Rewrite the records below with every occurrence of "stone wall" replaced by "brick wall", leaving everything else the same. Omit the pictures from your answer.

------

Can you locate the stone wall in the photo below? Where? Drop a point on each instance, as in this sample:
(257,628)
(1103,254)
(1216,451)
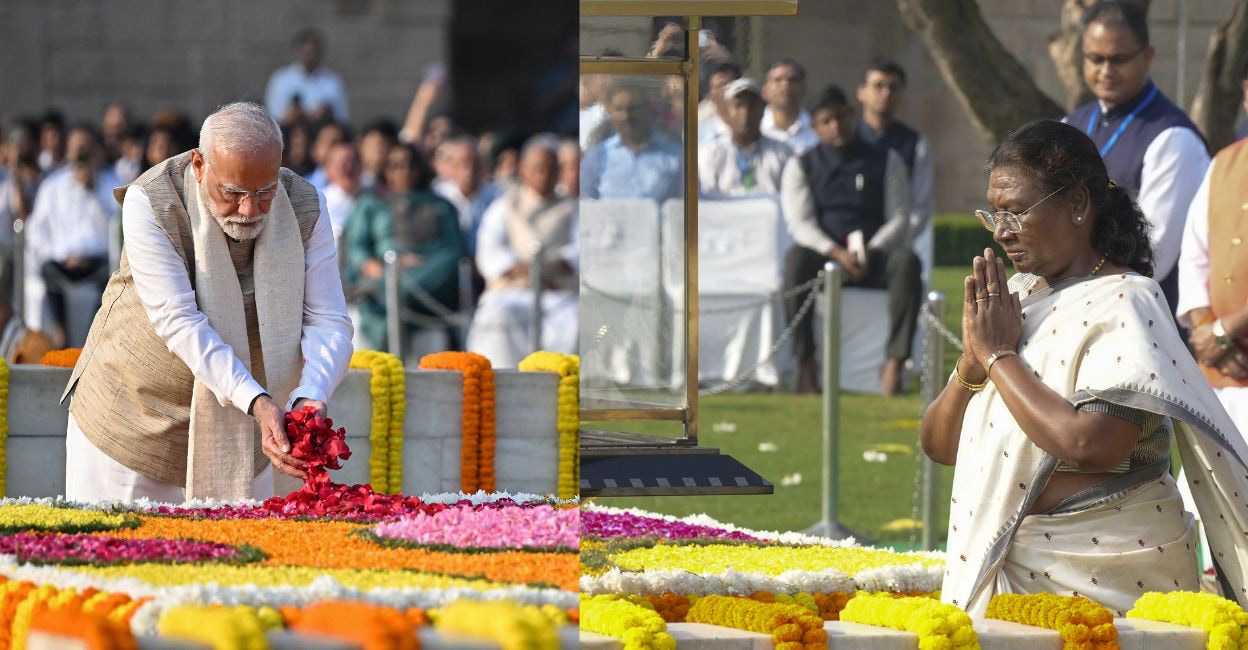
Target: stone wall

------

- [TASK RESPONSE]
Can you locate the brick wall in the photo below? Where? Drop a point on each instance, as in this sample:
(257,628)
(1103,254)
(1216,451)
Target: brick wall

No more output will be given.